(Task to complete):
The records below need copying. Match each line exactly.

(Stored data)
=== Section Start ===

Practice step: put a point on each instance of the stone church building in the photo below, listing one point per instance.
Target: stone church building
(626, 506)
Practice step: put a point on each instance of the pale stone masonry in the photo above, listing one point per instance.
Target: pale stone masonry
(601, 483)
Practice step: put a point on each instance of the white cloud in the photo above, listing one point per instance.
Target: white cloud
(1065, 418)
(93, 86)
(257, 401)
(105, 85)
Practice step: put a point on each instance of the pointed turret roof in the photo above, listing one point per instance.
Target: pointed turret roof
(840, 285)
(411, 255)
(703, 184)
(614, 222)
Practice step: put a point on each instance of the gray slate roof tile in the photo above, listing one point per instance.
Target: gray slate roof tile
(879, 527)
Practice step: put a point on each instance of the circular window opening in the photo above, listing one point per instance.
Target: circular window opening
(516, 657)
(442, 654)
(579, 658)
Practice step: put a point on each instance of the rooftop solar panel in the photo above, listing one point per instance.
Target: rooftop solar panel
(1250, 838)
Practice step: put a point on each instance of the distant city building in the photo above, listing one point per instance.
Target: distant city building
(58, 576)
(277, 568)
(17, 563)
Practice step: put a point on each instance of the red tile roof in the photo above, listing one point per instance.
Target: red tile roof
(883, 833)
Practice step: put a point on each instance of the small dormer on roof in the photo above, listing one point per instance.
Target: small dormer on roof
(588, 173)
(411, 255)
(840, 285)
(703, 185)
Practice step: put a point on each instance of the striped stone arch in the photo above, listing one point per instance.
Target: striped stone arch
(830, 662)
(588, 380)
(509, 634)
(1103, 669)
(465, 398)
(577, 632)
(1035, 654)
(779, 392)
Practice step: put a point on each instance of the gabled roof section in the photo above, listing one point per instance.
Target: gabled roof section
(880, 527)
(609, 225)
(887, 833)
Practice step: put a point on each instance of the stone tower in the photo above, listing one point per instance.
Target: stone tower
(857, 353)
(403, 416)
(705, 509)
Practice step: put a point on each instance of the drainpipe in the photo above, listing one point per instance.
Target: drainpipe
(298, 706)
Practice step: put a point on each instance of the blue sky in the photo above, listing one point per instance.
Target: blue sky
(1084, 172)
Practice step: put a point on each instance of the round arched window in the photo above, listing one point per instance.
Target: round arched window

=== Section End ===

(Exercise output):
Practice step: put a point on each instance of the stone church building in the photo below, listing one point per instance.
Target: stone church building
(626, 506)
Practice step: put a point on each instance of the pale stone masonry in the photo above, listing one point per instance.
Target: pale stone masonry
(601, 483)
Practice step: put a point on each instance of the white cloud in the photo above, listing one point per instance.
Target: white cloud
(1065, 418)
(93, 86)
(257, 401)
(105, 85)
Practice step: put a point on each instance of the pointed turret roof in the photo above, listing one point per instance.
Target: pointed turret roof
(840, 285)
(411, 255)
(703, 184)
(614, 222)
Practice step: put a point on each instance of the gray slate roof tile in the photo above, listing one point per instance.
Target: gray slate roof tile
(879, 527)
Practice step: put a point on each instance of the circular window opening in the photo above, listing one point per instance.
Target: circular window opening
(516, 657)
(442, 654)
(579, 658)
Practice step: put a point on each instance of the rooftop solar panel in the photo above, listing one point per instance.
Target: rooftop solar panel
(1250, 838)
Practice step: put a point on each instance of the distant city building in the photo above, listing one point per instance.
Target: distant city building
(58, 576)
(277, 568)
(17, 563)
Practice step: put a point on each instance of the red tile roof in the photo above, listing one point per instance.
Target: red tile roof
(883, 833)
Practice step: put a point on each instance of the small dormer on roof in the photo above, listing one point per instance.
Target: small dormer on roof
(588, 173)
(411, 255)
(840, 285)
(703, 185)
Practice step: put a point on each instance of the striped stone arch in the photo above, listing one point per instance.
Target: striped stone arch
(830, 662)
(588, 380)
(509, 634)
(1103, 669)
(465, 398)
(577, 632)
(1035, 654)
(779, 392)
Practice step: put a point on each instance of the gabled roof section in the photo above, listing one point per instance.
Target: gabled roof section
(880, 527)
(609, 225)
(887, 833)
Practice step: put a point on each instance of the stone tower in the photo above, listing one point per instance.
Target: stone tower
(857, 353)
(403, 416)
(705, 509)
Practice step: put a point on each instance of the drainpipe in the photo above, listing one point per instance.
Target: drainpipe
(298, 706)
Practice step: put a point on each instance of the blue sky in the photo above, listing one point per instance.
Target: blue sky
(1084, 172)
Practice step: put a point on each instance of the round arched window in the photo above, listing one point per instance.
Target: round arched window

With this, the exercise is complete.